The task - Each line of the records is to be returned verbatim, with the images omitted.

Supplied data -
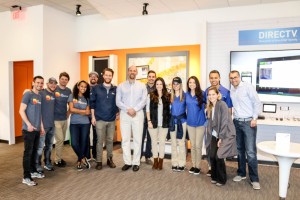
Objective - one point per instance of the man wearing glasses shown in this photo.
(246, 107)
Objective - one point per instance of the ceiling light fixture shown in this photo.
(145, 12)
(78, 10)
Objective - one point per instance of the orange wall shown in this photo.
(194, 61)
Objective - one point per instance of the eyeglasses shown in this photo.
(233, 78)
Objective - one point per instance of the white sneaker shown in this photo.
(37, 175)
(255, 185)
(239, 178)
(29, 182)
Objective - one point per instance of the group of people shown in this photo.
(145, 111)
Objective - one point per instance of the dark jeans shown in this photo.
(148, 150)
(79, 139)
(94, 147)
(31, 143)
(246, 146)
(47, 140)
(218, 167)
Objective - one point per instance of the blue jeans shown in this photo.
(148, 150)
(246, 146)
(79, 139)
(31, 143)
(47, 140)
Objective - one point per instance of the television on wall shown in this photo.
(274, 73)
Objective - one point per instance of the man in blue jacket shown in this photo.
(104, 113)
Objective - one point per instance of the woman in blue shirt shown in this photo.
(195, 121)
(178, 125)
(80, 123)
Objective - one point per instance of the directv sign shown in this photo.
(270, 36)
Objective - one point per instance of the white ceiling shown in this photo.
(113, 9)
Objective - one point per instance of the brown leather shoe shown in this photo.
(111, 163)
(99, 166)
(155, 164)
(160, 164)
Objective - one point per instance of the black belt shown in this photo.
(243, 119)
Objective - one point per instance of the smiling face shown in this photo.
(214, 79)
(82, 87)
(38, 84)
(63, 81)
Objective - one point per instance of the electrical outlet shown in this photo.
(284, 108)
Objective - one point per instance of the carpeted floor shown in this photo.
(68, 183)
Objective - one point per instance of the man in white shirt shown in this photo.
(246, 107)
(131, 99)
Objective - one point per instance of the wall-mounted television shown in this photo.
(274, 73)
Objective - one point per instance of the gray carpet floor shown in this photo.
(68, 183)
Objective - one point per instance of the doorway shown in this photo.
(22, 78)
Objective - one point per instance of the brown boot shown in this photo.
(160, 163)
(111, 163)
(155, 164)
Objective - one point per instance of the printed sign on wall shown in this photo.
(269, 36)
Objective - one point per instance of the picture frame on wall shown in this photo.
(142, 72)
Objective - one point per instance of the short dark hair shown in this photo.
(234, 71)
(37, 77)
(64, 74)
(108, 70)
(151, 71)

Worked solution -
Objective - one point per instance of the man wearing glasses shown in this photo.
(246, 107)
Objective - one point per instance of the ceiling light fixture shown in this photo.
(145, 12)
(78, 10)
Objective - one point per instance of the orange wall shown in this photo.
(194, 61)
Objective - one point per instance of the eyeglasses shown in this photo.
(233, 78)
Objective - one point per instance of the white sneaker shown in this photo.
(37, 175)
(255, 185)
(239, 178)
(29, 182)
Objective - one point per instance of the group of people shown in this photo.
(145, 111)
Objective - one point per instance of the dark jeans shown in this photo.
(148, 150)
(79, 139)
(94, 147)
(31, 143)
(246, 146)
(47, 140)
(218, 167)
Objective - one point per instance of the blue jeans shown in this photo.
(148, 150)
(246, 146)
(79, 139)
(31, 143)
(47, 140)
Objective - one point per instance of the television on wall shown in this photo.
(274, 73)
Objective - one point per instance of the man in blue jacket shown in this photo.
(104, 113)
Objective - one point per instance of the woman in blue shirt shown in this photo.
(195, 121)
(178, 125)
(80, 123)
Objective - one point per instance of the directv sign shown in this photo.
(270, 36)
Objective - one point per instance of the white ceiling shown in this photo.
(113, 9)
Objective - one point per instance of the brown leather shoe shown in this photo.
(111, 163)
(99, 166)
(155, 164)
(160, 164)
Objective - one point per instance of the black belt shown in this photo.
(243, 119)
Objective - one point per instance of the smiling face shown in this photo.
(214, 79)
(82, 87)
(38, 84)
(63, 81)
Objective - one point per instance of the electrical outlet shown in this photo.
(284, 108)
Objective - one point per instance of the carpeted floor shown in this photo.
(68, 183)
Objective - one point per instance of the man in white shirt shown in this photo.
(246, 107)
(131, 99)
Objective - one point per instance of the wall-mounted television shown in this photo.
(274, 73)
Objective - one point per instance of the gray carpet floor shown in this photo.
(68, 183)
Objective - one point per instance of the doorway shown in this photo.
(22, 78)
Objective - one point per instance of the brown boot shown in this photo.
(160, 163)
(111, 163)
(155, 164)
Objective - one point per instance of the printed sign on wall shown in this photo.
(269, 36)
Objective - one point per instance of the picture frame on wall shown in this photo.
(142, 72)
Objective - one point per instance of the short dark hair shown in this photo.
(234, 71)
(37, 77)
(64, 74)
(108, 70)
(151, 71)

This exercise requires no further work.